Some records

- - -

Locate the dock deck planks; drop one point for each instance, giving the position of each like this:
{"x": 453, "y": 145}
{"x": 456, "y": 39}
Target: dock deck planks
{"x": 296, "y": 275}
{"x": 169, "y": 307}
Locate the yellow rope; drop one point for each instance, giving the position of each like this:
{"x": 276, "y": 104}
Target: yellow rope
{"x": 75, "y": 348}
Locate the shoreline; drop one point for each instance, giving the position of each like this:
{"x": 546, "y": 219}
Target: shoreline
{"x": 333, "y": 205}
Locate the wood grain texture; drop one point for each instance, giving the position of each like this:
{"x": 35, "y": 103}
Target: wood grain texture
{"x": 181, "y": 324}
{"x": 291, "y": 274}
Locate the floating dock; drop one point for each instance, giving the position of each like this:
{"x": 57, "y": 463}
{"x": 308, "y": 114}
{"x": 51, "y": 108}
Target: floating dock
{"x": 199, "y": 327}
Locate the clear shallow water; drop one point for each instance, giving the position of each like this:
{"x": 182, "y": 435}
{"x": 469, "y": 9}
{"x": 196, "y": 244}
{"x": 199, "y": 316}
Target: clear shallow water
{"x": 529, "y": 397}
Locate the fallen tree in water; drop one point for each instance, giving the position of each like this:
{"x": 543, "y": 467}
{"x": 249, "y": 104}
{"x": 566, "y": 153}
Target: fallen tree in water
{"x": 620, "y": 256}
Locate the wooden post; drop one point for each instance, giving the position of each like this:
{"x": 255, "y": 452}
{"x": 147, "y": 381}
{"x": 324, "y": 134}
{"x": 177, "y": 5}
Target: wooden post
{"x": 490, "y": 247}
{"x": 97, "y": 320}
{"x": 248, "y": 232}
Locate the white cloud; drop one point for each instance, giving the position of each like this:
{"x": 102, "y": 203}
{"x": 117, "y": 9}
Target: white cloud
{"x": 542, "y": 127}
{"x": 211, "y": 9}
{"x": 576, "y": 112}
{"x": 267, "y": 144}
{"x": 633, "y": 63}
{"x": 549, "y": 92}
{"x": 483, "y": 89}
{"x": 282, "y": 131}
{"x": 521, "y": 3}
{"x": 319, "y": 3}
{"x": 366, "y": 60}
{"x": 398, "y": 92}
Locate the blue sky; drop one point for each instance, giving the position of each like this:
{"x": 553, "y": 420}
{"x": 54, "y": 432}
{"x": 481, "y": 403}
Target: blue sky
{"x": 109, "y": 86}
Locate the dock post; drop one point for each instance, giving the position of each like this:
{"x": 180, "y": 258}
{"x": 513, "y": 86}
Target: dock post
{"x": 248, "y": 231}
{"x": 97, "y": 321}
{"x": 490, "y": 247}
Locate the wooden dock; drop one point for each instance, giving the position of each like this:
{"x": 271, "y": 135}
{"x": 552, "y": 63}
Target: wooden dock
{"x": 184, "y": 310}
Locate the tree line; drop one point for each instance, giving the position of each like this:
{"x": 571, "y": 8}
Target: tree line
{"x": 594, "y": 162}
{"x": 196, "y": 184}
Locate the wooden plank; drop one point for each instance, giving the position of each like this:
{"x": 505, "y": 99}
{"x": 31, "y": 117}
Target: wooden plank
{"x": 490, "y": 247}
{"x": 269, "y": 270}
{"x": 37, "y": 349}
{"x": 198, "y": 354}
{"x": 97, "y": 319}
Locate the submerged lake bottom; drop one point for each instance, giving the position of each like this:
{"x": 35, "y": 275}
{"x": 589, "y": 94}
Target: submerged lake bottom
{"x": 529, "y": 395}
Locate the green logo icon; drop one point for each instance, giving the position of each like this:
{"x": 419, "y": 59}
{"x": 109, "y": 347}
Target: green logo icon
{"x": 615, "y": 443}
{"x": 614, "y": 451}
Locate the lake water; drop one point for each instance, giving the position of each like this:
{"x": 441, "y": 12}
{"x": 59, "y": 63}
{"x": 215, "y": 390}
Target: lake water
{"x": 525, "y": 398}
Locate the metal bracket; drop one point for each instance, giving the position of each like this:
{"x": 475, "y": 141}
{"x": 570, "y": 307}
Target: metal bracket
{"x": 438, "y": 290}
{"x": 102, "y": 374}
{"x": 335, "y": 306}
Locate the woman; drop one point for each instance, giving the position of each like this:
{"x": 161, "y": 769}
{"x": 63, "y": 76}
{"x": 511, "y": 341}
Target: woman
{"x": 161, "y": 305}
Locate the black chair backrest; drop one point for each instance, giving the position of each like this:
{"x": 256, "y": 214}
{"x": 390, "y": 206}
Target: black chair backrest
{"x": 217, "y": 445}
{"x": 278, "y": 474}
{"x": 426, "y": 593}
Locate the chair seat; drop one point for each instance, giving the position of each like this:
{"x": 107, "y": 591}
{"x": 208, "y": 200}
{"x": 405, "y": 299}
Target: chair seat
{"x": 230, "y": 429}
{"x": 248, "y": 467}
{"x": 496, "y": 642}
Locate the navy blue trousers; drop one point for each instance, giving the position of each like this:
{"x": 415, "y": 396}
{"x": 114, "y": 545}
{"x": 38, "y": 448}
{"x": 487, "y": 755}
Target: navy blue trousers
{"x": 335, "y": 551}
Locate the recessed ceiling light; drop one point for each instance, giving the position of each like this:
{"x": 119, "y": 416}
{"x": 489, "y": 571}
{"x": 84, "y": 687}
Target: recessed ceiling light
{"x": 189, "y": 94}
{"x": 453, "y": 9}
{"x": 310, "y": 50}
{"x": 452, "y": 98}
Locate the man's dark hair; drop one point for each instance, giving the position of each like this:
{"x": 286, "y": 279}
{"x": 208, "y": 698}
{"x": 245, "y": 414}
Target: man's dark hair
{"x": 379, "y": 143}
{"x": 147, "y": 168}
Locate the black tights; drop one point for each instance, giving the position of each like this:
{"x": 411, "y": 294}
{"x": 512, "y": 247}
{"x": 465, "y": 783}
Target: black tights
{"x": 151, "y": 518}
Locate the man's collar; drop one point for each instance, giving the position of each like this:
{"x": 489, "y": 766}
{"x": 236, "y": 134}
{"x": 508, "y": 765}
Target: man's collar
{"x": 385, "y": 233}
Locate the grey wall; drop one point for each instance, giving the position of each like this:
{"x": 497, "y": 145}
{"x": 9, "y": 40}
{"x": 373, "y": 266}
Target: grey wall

- - -

Recopy the entries above in their entirety, exactly.

Locate the dock deck planks; drop one point for each instance, giving the position of each like this:
{"x": 453, "y": 145}
{"x": 456, "y": 39}
Target: dock deck planks
{"x": 296, "y": 275}
{"x": 169, "y": 307}
Locate the yellow rope; drop one point for each instance, giving the position of each like this:
{"x": 276, "y": 104}
Target: yellow rope
{"x": 75, "y": 348}
Locate the shoreline; drop one point for each instance, giving the position of each like this:
{"x": 546, "y": 219}
Target: shoreline
{"x": 333, "y": 205}
Locate the wood grain texture; drop one point for each instance, giving the position of each like this:
{"x": 35, "y": 103}
Target: wood grain texture
{"x": 181, "y": 324}
{"x": 291, "y": 274}
Locate the floating dock; drop one point for each instance, giving the position of each like this:
{"x": 57, "y": 463}
{"x": 308, "y": 114}
{"x": 51, "y": 108}
Target: floating dock
{"x": 199, "y": 327}
Locate the clear shallow water; drop one point for each instance, giving the position of each like this:
{"x": 182, "y": 435}
{"x": 469, "y": 9}
{"x": 196, "y": 244}
{"x": 199, "y": 316}
Target: clear shallow water
{"x": 529, "y": 397}
Locate the fallen tree in water; drop one point for each instance, giving the position of each like this:
{"x": 543, "y": 467}
{"x": 249, "y": 104}
{"x": 566, "y": 153}
Target: fallen tree in water
{"x": 620, "y": 256}
Locate the wooden post; drop one point for each instance, giving the position of each like this:
{"x": 255, "y": 452}
{"x": 147, "y": 381}
{"x": 324, "y": 134}
{"x": 177, "y": 5}
Target: wooden post
{"x": 490, "y": 247}
{"x": 97, "y": 320}
{"x": 248, "y": 232}
Locate the white cloud; drop one point for each instance, giving the position of each like this:
{"x": 102, "y": 203}
{"x": 117, "y": 9}
Target: white cloud
{"x": 542, "y": 127}
{"x": 211, "y": 9}
{"x": 576, "y": 112}
{"x": 267, "y": 144}
{"x": 633, "y": 63}
{"x": 549, "y": 92}
{"x": 483, "y": 89}
{"x": 282, "y": 131}
{"x": 521, "y": 3}
{"x": 319, "y": 3}
{"x": 366, "y": 60}
{"x": 398, "y": 92}
Locate the blue sky; drop one point for each instance, giving the position of each like this:
{"x": 553, "y": 420}
{"x": 54, "y": 432}
{"x": 481, "y": 403}
Target: blue sky
{"x": 109, "y": 86}
Locate the dock post; drop one point for each instance, giving the position of each like this:
{"x": 180, "y": 258}
{"x": 513, "y": 86}
Target: dock post
{"x": 248, "y": 231}
{"x": 97, "y": 321}
{"x": 490, "y": 247}
Locate the wooden dock; drop one point for each instance, giving the position of each like this:
{"x": 271, "y": 135}
{"x": 552, "y": 63}
Target: wooden dock
{"x": 184, "y": 310}
Locate the tree line; drop one point for each instance, giving the position of each like this:
{"x": 571, "y": 8}
Target: tree line
{"x": 594, "y": 162}
{"x": 196, "y": 184}
Locate the wooden plank; drop one point for each instance, giving the position of each like this:
{"x": 505, "y": 99}
{"x": 31, "y": 117}
Target: wooden plank
{"x": 490, "y": 247}
{"x": 269, "y": 270}
{"x": 37, "y": 349}
{"x": 198, "y": 354}
{"x": 97, "y": 319}
Locate the submerged lake bottom; drop one point for each instance, giving the position of each like this:
{"x": 35, "y": 275}
{"x": 589, "y": 94}
Target: submerged lake bottom
{"x": 529, "y": 395}
Locate the green logo icon; drop one point for each instance, giving the position of each like this:
{"x": 419, "y": 59}
{"x": 109, "y": 347}
Target: green logo icon
{"x": 615, "y": 443}
{"x": 614, "y": 451}
Locate the lake water; drop one point for each instance, giving the position of each like this:
{"x": 441, "y": 12}
{"x": 59, "y": 63}
{"x": 215, "y": 390}
Target: lake water
{"x": 525, "y": 398}
Locate the metal bracket; drop one point for each instance, giving the position of each like this:
{"x": 475, "y": 141}
{"x": 570, "y": 307}
Target: metal bracket
{"x": 438, "y": 290}
{"x": 102, "y": 374}
{"x": 335, "y": 306}
Locate the woman; drop one point for each instance, giving the position of each like this:
{"x": 161, "y": 769}
{"x": 63, "y": 76}
{"x": 511, "y": 341}
Target: woman
{"x": 161, "y": 305}
Locate the black chair backrest; drop one point for each instance, giving the position of each like this:
{"x": 256, "y": 214}
{"x": 390, "y": 206}
Target: black chair backrest
{"x": 217, "y": 445}
{"x": 278, "y": 474}
{"x": 426, "y": 593}
Locate the chair seat; drop one point for each instance, giving the position of each like this:
{"x": 107, "y": 591}
{"x": 208, "y": 200}
{"x": 405, "y": 299}
Target: chair seat
{"x": 230, "y": 429}
{"x": 248, "y": 467}
{"x": 496, "y": 642}
Locate the navy blue trousers; drop one point for each instance, giving the position of each like this:
{"x": 415, "y": 396}
{"x": 114, "y": 545}
{"x": 38, "y": 448}
{"x": 487, "y": 755}
Target: navy blue trousers
{"x": 335, "y": 551}
Locate the recessed ceiling light; drop one point for each instance, giving the position of each like this:
{"x": 119, "y": 416}
{"x": 489, "y": 571}
{"x": 84, "y": 687}
Target: recessed ceiling light
{"x": 189, "y": 94}
{"x": 453, "y": 9}
{"x": 310, "y": 50}
{"x": 452, "y": 98}
Locate the man's dark hair; drop one point for each instance, giving the position of each like this:
{"x": 286, "y": 279}
{"x": 208, "y": 698}
{"x": 245, "y": 414}
Target: man's dark hair
{"x": 379, "y": 143}
{"x": 147, "y": 168}
Locate the black tights; drop one point for each instance, giving the position of each like this:
{"x": 411, "y": 294}
{"x": 512, "y": 247}
{"x": 465, "y": 783}
Target: black tights
{"x": 151, "y": 518}
Locate the man's collar; drop one point for each instance, giving the position of each like this:
{"x": 489, "y": 766}
{"x": 236, "y": 134}
{"x": 508, "y": 765}
Target: man's collar
{"x": 385, "y": 233}
Locate the grey wall; drop one point for each instance, giving the position of each like this:
{"x": 497, "y": 145}
{"x": 9, "y": 40}
{"x": 373, "y": 266}
Target: grey wall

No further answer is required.